TEXT SECTION:
"""

Deciphering the mechanism of interaction of an ester-functionalized cationic gemini surfactant with bovine serum albumin: A biophysical and molecular modeling study

Abstract

Protein–surfactant interactions have relevance in the fields of pharmaceuticals, detergency formulation, pharmacology, personal hygiene products, etc. Accordingly, we have analyzed the biomolecular interaction between a recently synthesized C16-E2O2-C16 gemini surfactant with the transport protein, bovine serum albumin (BSA), utilizing surface tension, fluorescence (intrinsic/extrinsic, synchronous, 3-D and resonance Rayleigh scattering (RRS)), circular dichroism (CD), UV–visible, Fourier transform infrared (FT-IR) and computational methods. The critical micelle concentration (CMC) and surface parameters of the gemini surfactant get modified in the presence of BSA. The interaction of the concerned surfactant with BSA occurred via a static quenching mechanism forming a less stable complex at the higher temperature. Based on calculated thermodynamic parameters, the interaction process was found to be spontaneous (∆Gb0 is negative) and that hydrogen bond (HB) and van der Waals (VDW) forces were predominant forces in stabilizing the complex (both ∆Hb0 and ∆Sb0 are negative). FT-IR and CD measurements demonstrated that the secondary structure conformation of BSA was perturbed because of the BSA-C16-E2O2-C16 complexation. The 3-D and RRS fluorescence studies demonstrated that the BSA size enlarged in presence of the gemini and ensued in the increment of scattering effect and suggested some conformational and micro-environmental alterations of Trp/Tyr residues of BSA (the same results were obtained for pyrene extrinsic fluorescence). Molecular docking and site marker displacement investigations recognized that the surfactant C16-E2O2-C16 predominantly binds within BSA’s site I (sub-domain IIA).

"""

DATA PROVIDED:

"""

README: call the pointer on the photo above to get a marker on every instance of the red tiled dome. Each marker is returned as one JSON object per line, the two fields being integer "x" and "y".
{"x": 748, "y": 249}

"""

WORK INSTRUCTIONS:
Reproduce the whole text on the gemini surfactant and bovine serum albumin word for word, from its title through its last sentence.

COMPLETED EXERCISE:
Deciphering the mechanism of interaction of an ester-functionalized cationic gemini surfactant with bovine serum albumin: A biophysical and molecular modeling study

Abstract

Protein–surfactant interactions have relevance in the fields of pharmaceuticals, detergency formulation, pharmacology, personal hygiene products, etc. Accordingly, we have analyzed the biomolecular interaction between a recently synthesized C16-E2O2-C16 gemini surfactant with the transport protein, bovine serum albumin (BSA), utilizing surface tension, fluorescence (intrinsic/extrinsic, synchronous, 3-D and resonance Rayleigh scattering (RRS)), circular dichroism (CD), UV–visible, Fourier transform infrared (FT-IR) and computational methods. The critical micelle concentration (CMC) and surface parameters of the gemini surfactant get modified in the presence of BSA. The interaction of the concerned surfactant with BSA occurred via a static quenching mechanism forming a less stable complex at the higher temperature. Based on calculated thermodynamic parameters, the interaction process was found to be spontaneous (∆Gb0 is negative) and that hydrogen bond (HB) and van der Waals (VDW) forces were predominant forces in stabilizing the complex (both ∆Hb0 and ∆Sb0 are negative). FT-IR and CD measurements demonstrated that the secondary structure conformation of BSA was perturbed because of the BSA-C16-E2O2-C16 complexation. The 3-D and RRS fluorescence studies demonstrated that the BSA size enlarged in presence of the gemini and ensued in the increment of scattering effect and suggested some conformational and micro-environmental alterations of Trp/Tyr residues of BSA (the same results were obtained for pyrene extrinsic fluorescence). Molecular docking and site marker displacement investigations recognized that the surfactant C16-E2O2-C16 predominantly binds within BSA’s site I (sub-domain IIA).